**Stored items from a collection**
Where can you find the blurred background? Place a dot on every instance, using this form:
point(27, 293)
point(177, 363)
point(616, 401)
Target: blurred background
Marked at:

**What is asked**
Edit the records above so that every "blurred background" becomes "out-of-focus background", leaving everything else unchanged.

**Exercise answer**
Where can you find the out-of-focus background? Place a dot on every instance, using this form:
point(27, 293)
point(177, 363)
point(616, 401)
Target: out-of-focus background
Marked at:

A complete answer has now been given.